Once you have read the listing below, output it again exactly.

====== Exercise data

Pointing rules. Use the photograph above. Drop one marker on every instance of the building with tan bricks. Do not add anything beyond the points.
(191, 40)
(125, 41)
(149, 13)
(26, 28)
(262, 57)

============

• _Your solution_:
Pointing rules. Use the photograph above. Drop one marker on every instance of the building with tan bricks. Do not add anything beyond the points.
(191, 40)
(125, 41)
(149, 13)
(26, 28)
(262, 57)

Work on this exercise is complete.